**SHORT EXERCISE**
Your task is to print all of the data word for word.

**Dataset records about object locations**
____________

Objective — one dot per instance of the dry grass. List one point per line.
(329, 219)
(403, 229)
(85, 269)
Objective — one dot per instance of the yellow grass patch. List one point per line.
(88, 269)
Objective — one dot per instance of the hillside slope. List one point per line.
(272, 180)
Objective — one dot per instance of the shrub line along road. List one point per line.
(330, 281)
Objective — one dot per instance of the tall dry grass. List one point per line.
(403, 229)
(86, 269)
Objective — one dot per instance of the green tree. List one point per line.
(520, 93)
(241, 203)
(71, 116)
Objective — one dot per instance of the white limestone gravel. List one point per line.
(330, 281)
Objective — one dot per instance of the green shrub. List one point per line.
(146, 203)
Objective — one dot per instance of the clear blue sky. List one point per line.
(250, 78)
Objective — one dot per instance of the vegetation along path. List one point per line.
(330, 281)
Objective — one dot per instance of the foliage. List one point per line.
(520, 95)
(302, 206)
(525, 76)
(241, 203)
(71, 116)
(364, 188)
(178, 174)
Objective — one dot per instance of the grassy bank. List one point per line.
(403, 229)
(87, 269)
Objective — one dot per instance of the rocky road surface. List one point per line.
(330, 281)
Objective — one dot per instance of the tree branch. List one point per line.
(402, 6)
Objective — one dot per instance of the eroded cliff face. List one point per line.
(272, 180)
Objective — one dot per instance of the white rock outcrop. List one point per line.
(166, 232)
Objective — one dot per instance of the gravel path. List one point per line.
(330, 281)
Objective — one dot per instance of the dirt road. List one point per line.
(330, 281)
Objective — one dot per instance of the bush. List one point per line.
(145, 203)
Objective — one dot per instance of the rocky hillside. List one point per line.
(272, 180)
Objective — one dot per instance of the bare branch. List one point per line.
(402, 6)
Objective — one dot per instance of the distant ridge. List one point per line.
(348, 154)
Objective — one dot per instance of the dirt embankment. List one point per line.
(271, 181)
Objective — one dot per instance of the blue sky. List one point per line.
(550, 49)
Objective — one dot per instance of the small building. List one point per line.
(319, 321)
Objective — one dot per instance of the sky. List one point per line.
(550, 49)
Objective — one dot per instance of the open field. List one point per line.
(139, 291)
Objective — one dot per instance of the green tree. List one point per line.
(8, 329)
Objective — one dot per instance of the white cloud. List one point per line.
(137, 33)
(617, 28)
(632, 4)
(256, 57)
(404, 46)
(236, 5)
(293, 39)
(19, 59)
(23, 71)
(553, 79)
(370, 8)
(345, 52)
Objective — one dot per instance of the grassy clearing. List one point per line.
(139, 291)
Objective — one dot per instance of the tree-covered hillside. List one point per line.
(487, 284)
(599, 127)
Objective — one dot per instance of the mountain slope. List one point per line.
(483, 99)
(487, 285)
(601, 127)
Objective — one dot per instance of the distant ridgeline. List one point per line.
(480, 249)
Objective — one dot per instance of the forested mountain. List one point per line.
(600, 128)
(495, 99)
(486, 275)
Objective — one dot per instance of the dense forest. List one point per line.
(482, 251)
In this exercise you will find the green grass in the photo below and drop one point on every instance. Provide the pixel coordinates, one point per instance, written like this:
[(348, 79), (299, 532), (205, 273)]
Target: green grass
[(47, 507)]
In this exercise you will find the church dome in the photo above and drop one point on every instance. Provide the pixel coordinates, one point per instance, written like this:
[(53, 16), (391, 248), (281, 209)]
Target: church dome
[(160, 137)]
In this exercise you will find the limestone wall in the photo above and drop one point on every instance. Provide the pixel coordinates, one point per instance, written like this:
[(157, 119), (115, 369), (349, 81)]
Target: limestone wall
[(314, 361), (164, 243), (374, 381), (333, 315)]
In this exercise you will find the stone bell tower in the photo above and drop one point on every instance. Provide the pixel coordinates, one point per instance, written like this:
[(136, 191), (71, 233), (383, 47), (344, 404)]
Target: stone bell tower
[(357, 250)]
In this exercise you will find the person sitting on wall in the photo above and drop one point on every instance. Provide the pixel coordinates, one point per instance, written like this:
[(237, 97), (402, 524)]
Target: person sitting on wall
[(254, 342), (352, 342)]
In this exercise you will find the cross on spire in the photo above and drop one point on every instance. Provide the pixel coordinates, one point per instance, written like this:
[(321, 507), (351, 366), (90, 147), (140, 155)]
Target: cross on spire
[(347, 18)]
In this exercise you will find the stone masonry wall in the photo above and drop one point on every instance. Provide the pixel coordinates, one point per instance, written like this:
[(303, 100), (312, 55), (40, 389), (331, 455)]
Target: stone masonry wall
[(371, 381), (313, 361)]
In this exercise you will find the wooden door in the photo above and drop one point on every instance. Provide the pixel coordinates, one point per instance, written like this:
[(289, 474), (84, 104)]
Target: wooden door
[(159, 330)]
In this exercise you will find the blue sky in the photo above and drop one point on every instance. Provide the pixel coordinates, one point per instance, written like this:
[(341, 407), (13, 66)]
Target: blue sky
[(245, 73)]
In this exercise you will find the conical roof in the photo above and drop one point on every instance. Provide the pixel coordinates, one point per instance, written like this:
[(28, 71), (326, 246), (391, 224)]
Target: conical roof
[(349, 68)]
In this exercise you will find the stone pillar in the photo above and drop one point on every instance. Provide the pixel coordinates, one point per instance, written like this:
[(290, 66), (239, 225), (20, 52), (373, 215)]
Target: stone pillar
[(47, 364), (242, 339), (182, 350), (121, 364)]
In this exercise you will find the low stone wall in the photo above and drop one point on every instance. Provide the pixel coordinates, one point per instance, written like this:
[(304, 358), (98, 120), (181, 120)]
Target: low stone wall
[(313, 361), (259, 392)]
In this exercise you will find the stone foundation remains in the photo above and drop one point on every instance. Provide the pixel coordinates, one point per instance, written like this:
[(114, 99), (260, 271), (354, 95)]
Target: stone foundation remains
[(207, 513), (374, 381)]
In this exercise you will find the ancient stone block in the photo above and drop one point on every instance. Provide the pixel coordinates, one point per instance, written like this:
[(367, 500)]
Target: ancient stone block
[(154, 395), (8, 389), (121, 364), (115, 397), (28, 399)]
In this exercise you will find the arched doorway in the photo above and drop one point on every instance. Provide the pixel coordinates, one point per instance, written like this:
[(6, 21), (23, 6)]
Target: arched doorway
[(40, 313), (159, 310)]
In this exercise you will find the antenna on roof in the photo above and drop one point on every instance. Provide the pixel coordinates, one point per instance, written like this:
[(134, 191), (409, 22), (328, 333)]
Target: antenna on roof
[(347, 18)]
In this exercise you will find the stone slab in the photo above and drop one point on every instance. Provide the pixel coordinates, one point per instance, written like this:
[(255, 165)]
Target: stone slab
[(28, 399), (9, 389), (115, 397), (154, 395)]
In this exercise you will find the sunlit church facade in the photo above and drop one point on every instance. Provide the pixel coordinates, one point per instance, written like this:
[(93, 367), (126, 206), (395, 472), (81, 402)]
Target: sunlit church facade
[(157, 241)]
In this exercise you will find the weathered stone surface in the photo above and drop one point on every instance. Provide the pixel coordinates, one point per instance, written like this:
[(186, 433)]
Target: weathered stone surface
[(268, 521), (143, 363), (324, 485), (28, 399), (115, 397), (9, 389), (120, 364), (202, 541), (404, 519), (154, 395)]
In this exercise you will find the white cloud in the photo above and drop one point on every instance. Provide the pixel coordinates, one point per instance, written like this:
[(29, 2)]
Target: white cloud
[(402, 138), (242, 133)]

____________

**EXERCISE SOLUTION**
Objective — one dot per instance of the dry grass. List one point per line.
(329, 219)
(403, 229)
(85, 269)
Objective — one dot per instance of the yellow grass patch. List one point per line.
(88, 269)
Objective — one dot per instance of the hillside slope. List one point per line.
(272, 180)
Objective — one dot per instance of the shrub line along road. List one point per line.
(330, 281)
Objective — one dot per instance of the tall dry grass. List one point per line.
(403, 229)
(86, 269)
Objective — one dot per instance of the green tree. List one point per line.
(520, 93)
(241, 203)
(71, 116)
Objective — one dot per instance of the white limestone gravel. List one point per line.
(330, 281)
Objective — one dot per instance of the green shrub. List one point per line.
(146, 203)
Objective — one dot per instance of the clear blue sky. List one point per line.
(250, 78)
Objective — one dot per instance of the vegetation along path. List one point per line.
(330, 281)
Objective — one dot per instance of the foliage. List one point per line.
(520, 95)
(302, 206)
(525, 76)
(241, 203)
(71, 116)
(364, 188)
(178, 174)
Objective — one dot per instance of the grassy bank. List one point per line.
(403, 229)
(87, 269)
Objective — one dot per instance of the rocky road surface. List one point per line.
(330, 281)
Objective — one dot per instance of the tree branch. List one point per line.
(402, 6)
Objective — one dot per instance of the eroded cliff face. List one point per line.
(272, 180)
Objective — one dot per instance of the white rock outcrop. List one point per line.
(166, 232)
Objective — one dot per instance of the gravel path. List one point per line.
(330, 281)
Objective — one dot per instance of the dirt road. List one point per line.
(330, 281)
Objective — one dot per instance of the bush. List one point per line.
(145, 203)
Objective — one dot per instance of the rocky hillside. List one point per line.
(272, 180)
Objective — one dot per instance of the bare branch. List one point per line.
(402, 6)
Objective — one dot per instance of the distant ridge. List one point per line.
(348, 154)
Objective — one dot per instance of the dirt embankment. List one point per line.
(271, 181)
Objective — one dot per instance of the blue sky. List one point per line.
(550, 49)
Objective — one dot per instance of the small building. List one point per line.
(319, 321)
Objective — one dot per instance of the sky. List one point per line.
(550, 49)
Objective — one dot per instance of the open field. List one point per line.
(139, 291)
Objective — one dot per instance of the green tree. List one point per line.
(8, 329)
Objective — one dot per instance of the white cloud. List one point per line.
(137, 33)
(617, 28)
(632, 4)
(256, 57)
(404, 46)
(236, 5)
(293, 39)
(19, 59)
(23, 71)
(553, 79)
(370, 8)
(345, 52)
Objective — one dot per instance of the grassy clearing. List one point per line.
(139, 291)
Objective — one dot per instance of the tree-covered hillside. List one point per line.
(487, 284)
(599, 127)
Objective — one dot per instance of the mountain slope. List one point per line.
(483, 99)
(487, 285)
(601, 127)
Objective — one dot per instance of the distant ridgeline. List one point per line.
(480, 249)
Objective — one dot per instance of the forested mountain. List one point per line.
(600, 128)
(495, 99)
(486, 275)
Objective — one dot per instance of the dense forest. List one point per line.
(482, 251)
In this exercise you will find the green grass in the photo below and drop one point on every instance. Provide the pixel coordinates, one point per instance, written like this:
[(348, 79), (299, 532), (205, 273)]
Target: green grass
[(47, 507)]
In this exercise you will find the church dome in the photo above and drop one point on every instance. Provide the pixel coordinates, one point per instance, written like this:
[(53, 16), (391, 248), (281, 209)]
Target: church dome
[(160, 137)]
In this exercise you will find the limestone wall in the photo above and drop one point on every instance. Provide the pixel coordinates, one point per instance, written like this:
[(157, 119), (115, 369), (349, 81)]
Target: limestone wall
[(314, 361), (164, 243), (374, 381), (333, 315)]
In this exercise you will find the stone bell tower in the photo above and drop one point on every instance. Provide the pixel coordinates, one point per instance, written like this:
[(136, 191), (71, 233), (383, 47), (344, 404)]
Target: stone bell tower
[(357, 250)]
In this exercise you will find the person sitting on wall in the photo above and drop one point on every instance. Provide the pixel coordinates, one point per instance, written like this:
[(237, 97), (402, 524)]
Target: person sitting on wall
[(254, 342), (352, 342)]
In this exercise you will find the cross on spire in the photo above and drop one point on every instance. Provide the pixel coordinates, one point per instance, written like this:
[(321, 507), (351, 366), (90, 147), (140, 155)]
Target: cross on spire
[(347, 18)]
In this exercise you will find the stone masonry wall in the photo above and drop one point on every instance. Provide the pixel coordinates, one point per instance, written like this:
[(303, 100), (312, 55), (40, 389), (331, 455)]
Target: stone masonry wall
[(371, 381), (313, 361)]
In this exercise you will find the wooden door in the photo above and drop one point on every instance. Provide the pixel coordinates, one point per instance, written like this:
[(289, 474), (84, 104)]
Target: wooden door
[(159, 330)]
In this exercise you will find the blue sky in the photo above and drop one point on every instance. Provide the pixel coordinates, one point per instance, written like this:
[(341, 407), (13, 66)]
Target: blue sky
[(245, 73)]
In this exercise you will find the conical roof in the photo above and drop one point on every instance. Provide the pixel coordinates, one point per instance, written like this:
[(28, 71), (326, 246), (391, 224)]
Target: conical roof
[(349, 68)]
In this exercise you will find the stone pillar in the photo above and drop one point on every instance. Provide the pixel coordinates, one point per instance, written like this:
[(290, 66), (239, 225), (20, 52), (373, 215)]
Target: stone pillar
[(47, 364), (242, 339), (182, 350), (121, 364)]
In this exercise you will find the low stone wall in the photo above and drop one point on every instance. Provide the pixel coordinates, one point per instance, written like this:
[(304, 358), (98, 120), (181, 120)]
Target: low stone wall
[(313, 361), (259, 392)]
In this exercise you will find the stone foundation remains in the photo above and drop one point on every instance. Provide the pixel coordinates, one point per instance, written like this:
[(114, 99), (260, 271), (354, 95)]
Target: stone foundation remains
[(207, 513), (374, 381)]
In this exercise you will find the ancient stone block in the photo above and drop one point on every instance. Provide the pixel coordinates, one point per instance, written like this:
[(367, 500)]
Target: ancient stone block
[(154, 395), (8, 389), (121, 364), (115, 397), (28, 399)]
In this exercise you will find the arched doorway in the photo above and drop one point on every instance. Provide the pixel coordinates, one point per instance, written like this:
[(6, 21), (23, 6)]
Target: arched doorway
[(40, 313), (159, 310)]
In this exercise you will find the antenna on roof in the photo above and drop one point on every instance. Provide the pixel coordinates, one point per instance, written like this:
[(134, 191), (409, 22), (328, 333)]
Target: antenna on roof
[(347, 18)]
In this exercise you will find the stone slab in the photo above and drop one point on every instance. Provide the pixel coordinates, one point per instance, written like this:
[(255, 165)]
Target: stone slab
[(28, 399), (9, 389), (115, 397), (154, 395)]
In this exercise you will find the sunlit church facade in the photo above and drop one point on every instance. Provide the pixel coordinates, one point per instance, written like this:
[(93, 367), (126, 206), (395, 472), (81, 402)]
Target: sunlit church facade
[(157, 241)]
In this exercise you will find the weathered stone surface in the photo above and drop one point on every instance. Provide the pixel coordinates, one point per instance, written like this:
[(186, 433)]
Target: weathered stone surface
[(268, 521), (143, 363), (324, 485), (28, 399), (115, 397), (9, 389), (120, 364), (202, 541), (404, 519), (154, 395)]
In this exercise you will find the white cloud in the photo above and drop one point on every instance. Provide the pixel coordinates, one point per instance, written like this:
[(29, 2)]
Target: white cloud
[(402, 138), (242, 133)]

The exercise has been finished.